-- Given records follows --

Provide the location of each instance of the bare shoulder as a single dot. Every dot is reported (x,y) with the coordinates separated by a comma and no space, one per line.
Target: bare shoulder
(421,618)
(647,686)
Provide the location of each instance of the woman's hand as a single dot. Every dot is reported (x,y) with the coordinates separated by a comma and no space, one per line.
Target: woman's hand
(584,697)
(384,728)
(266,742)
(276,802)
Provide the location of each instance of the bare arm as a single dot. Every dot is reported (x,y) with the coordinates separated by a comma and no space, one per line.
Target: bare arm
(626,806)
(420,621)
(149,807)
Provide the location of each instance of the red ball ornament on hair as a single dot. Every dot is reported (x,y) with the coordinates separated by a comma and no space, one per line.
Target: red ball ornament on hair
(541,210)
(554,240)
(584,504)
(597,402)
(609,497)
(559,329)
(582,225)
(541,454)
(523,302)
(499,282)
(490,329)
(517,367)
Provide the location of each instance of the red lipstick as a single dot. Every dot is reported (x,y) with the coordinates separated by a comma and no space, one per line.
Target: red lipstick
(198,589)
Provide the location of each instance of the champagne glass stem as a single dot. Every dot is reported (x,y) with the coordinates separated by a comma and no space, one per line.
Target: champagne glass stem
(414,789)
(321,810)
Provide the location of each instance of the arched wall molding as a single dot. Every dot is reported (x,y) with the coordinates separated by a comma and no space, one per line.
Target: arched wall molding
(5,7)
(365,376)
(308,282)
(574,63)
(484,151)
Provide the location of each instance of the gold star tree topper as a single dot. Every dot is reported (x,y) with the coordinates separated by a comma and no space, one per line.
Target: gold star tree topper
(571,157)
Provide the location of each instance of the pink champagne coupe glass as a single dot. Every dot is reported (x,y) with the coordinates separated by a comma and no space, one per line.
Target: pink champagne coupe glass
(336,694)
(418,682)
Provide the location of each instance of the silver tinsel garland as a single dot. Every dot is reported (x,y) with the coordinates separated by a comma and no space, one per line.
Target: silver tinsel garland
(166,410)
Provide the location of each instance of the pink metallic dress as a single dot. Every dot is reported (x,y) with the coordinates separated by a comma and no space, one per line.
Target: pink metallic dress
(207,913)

-- Given records concluded --

#### Task prompt
The data given above must be transcribed exactly and completely.

#### The answer
Provide the location of each instance of the bare shoulder as a single dot. Every dot is reported (x,y) with the coordinates separated by a comma and no space, one per line.
Target: bare shoulder
(421,618)
(647,686)
Provide the location of each instance of the woman's hand as a single dot. Every dot is reported (x,y) with the coordinates separated by a comma and no space, one per line.
Target: woman's hand
(584,697)
(384,728)
(266,742)
(276,802)
Provide the location of each instance of the bare arm as a single dot. Every dot is reported (x,y) with the coordinates separated by a comma and no space, one per line.
Target: bare arm
(626,806)
(420,621)
(149,807)
Provide the location of each instance of the red ball ornament on hair as a single dot. Every dot is reported (x,y) with the coordinates separated by a comma and no space, one per line.
Target: red ball ornament on hair
(541,210)
(554,240)
(584,504)
(597,402)
(609,497)
(559,329)
(582,225)
(541,454)
(523,302)
(499,282)
(490,329)
(517,367)
Provide the location of each instance of the red lipstick as a single dot. Every dot is reported (x,y) with the coordinates separated by a comma and no space, one per line.
Target: red lipstick
(198,589)
Provide the location of each instance of the champagne glass stem as a single dot. Every dot is reported (x,y) with the coordinates separated by a comma and no space, one per line.
Target: champagne glass stem
(414,789)
(321,810)
Provide the location of each instance of the arched wall molding as a single dot. Every dot is reported (x,y) with the coordinates separated by a comma and no space, one per line.
Target: arched wall molding
(5,7)
(365,376)
(308,282)
(574,63)
(484,151)
Provide the location of each instance of the gold star tree topper as a single dot. Every dot is reported (x,y) with the coordinates separated by a comma and no space, one per line.
Target: gold star tree topper
(571,157)
Provide the location of each instance of the pink champagne coupe glass as a single dot. Every dot is reported (x,y) with the coordinates separated by a comma and no space, one per line.
Target: pink champagne coupe glass
(336,694)
(418,682)
Provide the location of each instance of the silver tinsel garland as a single dot. Every dot is reported (x,y) with the coordinates separated by a comma and no space, one per line.
Target: silver tinsel garland
(166,410)
Provide the location of each instance of the pink metallic dress as a single dot. Every dot is reported (x,y) with the coordinates separated by a comma and no space, one per line.
Target: pink metallic dress
(207,913)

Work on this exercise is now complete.